WHAT YOU HAVE TO DO>
Copy out the entries below exactly as they stand, but only from the line containing "point: thumb |" through the line containing "point: finger |".

##############################

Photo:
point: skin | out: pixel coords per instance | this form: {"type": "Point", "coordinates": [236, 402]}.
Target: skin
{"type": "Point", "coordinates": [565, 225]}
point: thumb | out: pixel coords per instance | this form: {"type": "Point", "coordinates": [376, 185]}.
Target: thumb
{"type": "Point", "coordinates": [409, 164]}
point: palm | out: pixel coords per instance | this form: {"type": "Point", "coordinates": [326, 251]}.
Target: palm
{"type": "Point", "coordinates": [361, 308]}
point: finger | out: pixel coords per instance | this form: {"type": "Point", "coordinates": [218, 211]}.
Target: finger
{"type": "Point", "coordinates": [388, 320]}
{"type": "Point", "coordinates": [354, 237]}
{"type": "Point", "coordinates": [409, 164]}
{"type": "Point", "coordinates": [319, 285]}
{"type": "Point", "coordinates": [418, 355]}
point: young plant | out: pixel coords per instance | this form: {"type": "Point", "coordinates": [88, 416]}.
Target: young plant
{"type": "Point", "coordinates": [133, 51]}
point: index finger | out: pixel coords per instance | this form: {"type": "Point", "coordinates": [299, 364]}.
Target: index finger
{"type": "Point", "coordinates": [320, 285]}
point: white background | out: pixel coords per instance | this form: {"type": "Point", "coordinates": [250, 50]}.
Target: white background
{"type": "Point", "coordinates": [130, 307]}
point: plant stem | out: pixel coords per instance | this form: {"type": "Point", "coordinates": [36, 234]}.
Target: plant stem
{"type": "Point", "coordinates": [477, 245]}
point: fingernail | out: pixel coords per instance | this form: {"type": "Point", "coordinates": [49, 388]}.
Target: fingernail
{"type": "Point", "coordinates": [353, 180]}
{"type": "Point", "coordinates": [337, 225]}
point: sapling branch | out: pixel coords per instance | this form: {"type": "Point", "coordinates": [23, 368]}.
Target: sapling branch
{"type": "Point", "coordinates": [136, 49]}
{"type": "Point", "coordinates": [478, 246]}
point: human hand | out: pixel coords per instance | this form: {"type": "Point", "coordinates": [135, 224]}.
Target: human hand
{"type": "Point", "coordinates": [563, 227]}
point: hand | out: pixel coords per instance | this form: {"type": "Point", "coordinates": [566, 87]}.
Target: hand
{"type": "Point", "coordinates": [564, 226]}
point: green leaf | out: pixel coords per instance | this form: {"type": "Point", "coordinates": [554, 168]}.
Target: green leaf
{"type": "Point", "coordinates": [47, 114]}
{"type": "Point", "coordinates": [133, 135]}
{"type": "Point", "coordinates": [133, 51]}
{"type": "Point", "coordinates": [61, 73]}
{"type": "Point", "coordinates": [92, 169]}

##############################

ANSWER TO THIS PROBLEM>
point: thumb | out: pixel coords per instance | this form: {"type": "Point", "coordinates": [376, 185]}.
Target: thumb
{"type": "Point", "coordinates": [409, 164]}
point: palm | out: pixel coords per instance | this form: {"type": "Point", "coordinates": [326, 251]}.
Target: palm
{"type": "Point", "coordinates": [361, 308]}
point: finger | out: pixel coords per instance | this form: {"type": "Point", "coordinates": [218, 211]}.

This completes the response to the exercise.